____ Text passage

As connected devices proliferate within health care enterprises and across the health care ecosystem, cybersecurity risks abound.
During the first year of the COVID-19 pandemic, the health care sector was profoundly affected by cyber-attacks on connected devices, we learn in the report, Rise of the Machines 2021: State of Connected Devices – IT, IoT, IoMT and OT from Ordr.
For this annual report, Ordr analyzed security risks across over 500 deployments in healthcare, life sciences, retail, and manufacturing sectors for the 12 months June 2020 through June 2021.
In health care, outdated operating systems present some of the greatest risks: 15% of medical devices and 32% of medical imaging tools run on outdated operating systems. “This is because many medical devices remain in operation for a number of years and cannot be easily replaced for cost reasons,” Ordr explains in the report.
In medical facilities, one-half of the cyber-attacks were on medical devices, the circle graph illustrates. The next most-likely connected devices to be attacked in health care were IP Phones (22%), followed by network devices (11%).
During the pandemic, health care providers needed to deal with the security of devices rapidly procured and deployed within institutions and also outside the walls of providers, such as in field hospitals meeting the surge of coronavirus patients.
“During the chaos and confusion, threat actors launched cyberattacks,” Ordr observed in the wake of the public health crisis.
In this Rise of the Medical Machines, the major risks for health care organizations were that,
- 68% of health care deployments had more than 10 FDA recalls
- 32% of medical imaging devices were running on unsupported operating systems, and
- 15% of medical devices were running on unsupported operating systems.
Among the top medical devices most threatened were infusion pumps (48%), patient monitoring (15%), and glucose monitors (just under 5%).
Ordr’s CEO Greg Murphy warns: “As the number of connected devices climbs, the number and sophistication of attacks targeting them will grow.”
Health Populi’s Hot Points: Beyond the Internet of Things, RAND has been thinking about the Internet of Bodies, how wearable (external) and digestible or implantable (internal) sensors can help people track wellness and illness with the promise of benefiting overall health.
These can cover us head-to-toe, inside and outside as the drawing from RAND’s report on IoB illustrates. The IoB ecosystem includes the technologies that are part of the health care Internet of Things, as well as EHRs, robotic surgery systems, and smart ventilators which also generate data about peoples’ health and wellness.
These technologies are emerging from both the medical-tech developers as well as consumer-grade and -facing companies: think HIMSS and RSNA vis-a-vis CES/the Consumer Technology Association. I noted the Yin-and-Yang-and the Blur of this health data ecosystem in 2013 when I attended CES, HIMSS and South-by-Southwest in a matter of weeks, kicking tires on digital health developments at all three events.

________

§ What is expected: Continue the article on connected-device cybersecurity in health care from its last sentence. The lines are not needed for any task.

____ Record excerpts

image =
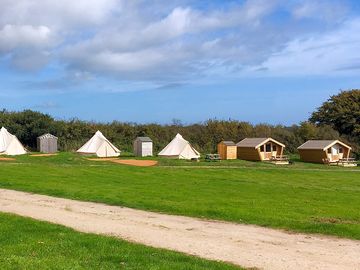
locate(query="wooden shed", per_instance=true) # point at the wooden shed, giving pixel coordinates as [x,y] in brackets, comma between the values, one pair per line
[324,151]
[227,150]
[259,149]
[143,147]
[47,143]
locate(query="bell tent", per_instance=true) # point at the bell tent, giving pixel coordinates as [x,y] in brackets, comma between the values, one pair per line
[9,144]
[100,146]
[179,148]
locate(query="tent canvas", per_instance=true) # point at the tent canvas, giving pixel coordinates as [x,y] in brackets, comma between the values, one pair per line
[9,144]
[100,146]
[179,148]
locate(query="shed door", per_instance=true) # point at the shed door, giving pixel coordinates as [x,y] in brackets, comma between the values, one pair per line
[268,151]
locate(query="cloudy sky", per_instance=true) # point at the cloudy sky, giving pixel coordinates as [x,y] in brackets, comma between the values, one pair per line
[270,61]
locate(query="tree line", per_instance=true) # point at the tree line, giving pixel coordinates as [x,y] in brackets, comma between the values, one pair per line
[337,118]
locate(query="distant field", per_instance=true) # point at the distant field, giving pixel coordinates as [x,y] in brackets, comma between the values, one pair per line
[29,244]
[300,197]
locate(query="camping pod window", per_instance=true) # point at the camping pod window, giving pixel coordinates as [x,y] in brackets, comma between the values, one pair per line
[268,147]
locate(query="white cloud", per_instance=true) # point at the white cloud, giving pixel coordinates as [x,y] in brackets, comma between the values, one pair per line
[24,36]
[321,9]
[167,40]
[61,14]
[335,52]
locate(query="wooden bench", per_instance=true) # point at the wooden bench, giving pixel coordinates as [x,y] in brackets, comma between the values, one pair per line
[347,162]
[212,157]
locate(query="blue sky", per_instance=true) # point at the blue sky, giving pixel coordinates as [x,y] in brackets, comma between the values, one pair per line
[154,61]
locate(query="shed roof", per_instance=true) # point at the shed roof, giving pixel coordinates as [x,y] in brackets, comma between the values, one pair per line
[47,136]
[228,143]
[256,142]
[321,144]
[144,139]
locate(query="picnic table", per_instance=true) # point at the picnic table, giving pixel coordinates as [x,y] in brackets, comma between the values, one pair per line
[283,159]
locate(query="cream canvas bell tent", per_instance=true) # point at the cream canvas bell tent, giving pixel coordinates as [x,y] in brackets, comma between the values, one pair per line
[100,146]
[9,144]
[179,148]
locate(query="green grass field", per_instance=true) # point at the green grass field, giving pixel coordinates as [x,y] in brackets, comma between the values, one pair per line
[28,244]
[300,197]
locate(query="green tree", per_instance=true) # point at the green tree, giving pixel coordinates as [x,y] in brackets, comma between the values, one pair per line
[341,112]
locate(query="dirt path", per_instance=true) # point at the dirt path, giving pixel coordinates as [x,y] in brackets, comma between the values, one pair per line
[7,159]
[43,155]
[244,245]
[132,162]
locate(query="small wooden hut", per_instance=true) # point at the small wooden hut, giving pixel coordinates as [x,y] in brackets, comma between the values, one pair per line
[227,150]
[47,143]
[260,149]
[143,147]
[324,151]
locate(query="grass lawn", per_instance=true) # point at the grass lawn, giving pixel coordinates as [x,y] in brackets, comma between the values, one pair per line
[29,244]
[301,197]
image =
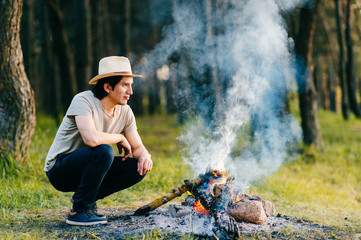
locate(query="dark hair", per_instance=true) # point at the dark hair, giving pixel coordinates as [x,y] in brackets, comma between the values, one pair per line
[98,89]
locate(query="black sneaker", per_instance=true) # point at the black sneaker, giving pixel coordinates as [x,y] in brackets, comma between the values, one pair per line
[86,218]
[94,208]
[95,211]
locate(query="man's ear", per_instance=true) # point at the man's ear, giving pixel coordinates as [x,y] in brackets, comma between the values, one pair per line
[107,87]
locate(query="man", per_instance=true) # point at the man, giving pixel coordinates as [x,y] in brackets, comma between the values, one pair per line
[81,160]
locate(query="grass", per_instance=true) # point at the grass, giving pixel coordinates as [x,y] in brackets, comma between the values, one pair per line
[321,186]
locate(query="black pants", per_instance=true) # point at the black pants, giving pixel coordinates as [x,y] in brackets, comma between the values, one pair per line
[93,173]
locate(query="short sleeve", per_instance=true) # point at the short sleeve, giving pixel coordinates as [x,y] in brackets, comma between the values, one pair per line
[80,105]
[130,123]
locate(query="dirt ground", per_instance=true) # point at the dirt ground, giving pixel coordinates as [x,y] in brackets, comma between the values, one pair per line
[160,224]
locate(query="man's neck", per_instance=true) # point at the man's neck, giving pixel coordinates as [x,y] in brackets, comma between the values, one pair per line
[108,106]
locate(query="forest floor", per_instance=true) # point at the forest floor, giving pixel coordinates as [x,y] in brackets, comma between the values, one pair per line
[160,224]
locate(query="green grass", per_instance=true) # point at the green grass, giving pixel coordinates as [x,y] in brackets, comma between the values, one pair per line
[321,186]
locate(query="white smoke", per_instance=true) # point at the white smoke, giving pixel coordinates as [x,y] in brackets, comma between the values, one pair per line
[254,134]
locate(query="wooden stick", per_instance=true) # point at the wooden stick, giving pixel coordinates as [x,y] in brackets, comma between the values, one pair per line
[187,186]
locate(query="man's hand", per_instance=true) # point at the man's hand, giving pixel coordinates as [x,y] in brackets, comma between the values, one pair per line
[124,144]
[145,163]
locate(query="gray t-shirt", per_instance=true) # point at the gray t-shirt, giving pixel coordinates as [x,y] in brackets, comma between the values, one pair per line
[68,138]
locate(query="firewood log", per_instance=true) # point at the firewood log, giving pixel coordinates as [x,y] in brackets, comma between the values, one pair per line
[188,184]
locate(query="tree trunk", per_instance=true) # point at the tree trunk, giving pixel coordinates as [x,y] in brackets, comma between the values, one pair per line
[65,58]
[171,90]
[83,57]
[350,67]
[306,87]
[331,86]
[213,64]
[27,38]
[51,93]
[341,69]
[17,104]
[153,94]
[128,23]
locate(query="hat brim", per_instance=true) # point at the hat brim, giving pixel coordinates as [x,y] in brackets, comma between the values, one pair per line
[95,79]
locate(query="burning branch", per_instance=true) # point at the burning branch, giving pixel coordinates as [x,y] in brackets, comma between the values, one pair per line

________

§ Answer section:
Back to the Ordr report, noting the rise of also the Internet of Stranger Things, abounding. In addition to a proliferation of Alexa devices, which we know are also part of consumers’ and providers’ health care voice-enabling devices, Ordr points to connected cars, connected fitness, and connected games.
Take Peloton, which grew like topsy during the pandemic: the connected fitness category, which Peloton exemplifies, is fast-expanding based on the Consumer Technology Association’s latest forecast on consumer electronics, 2017-2022: connected exercise equipment was scarcely quantifiable in 2017 (selling 284,000 units with revenue of $142 million). By 2022, CTA projects that connected exercise equipment will reach sales of 2.5 million units with revenues of $4.5 billion.
That $4.5 bn is akin to four and a half blockbuster drugs in the pharma world.
We can expect connected fitness, gaming, voice, and autos will all connect to our health care in the growing Internet of Healthy Things. The supply and demand side for this is clear to forecast in my scenario planning these days.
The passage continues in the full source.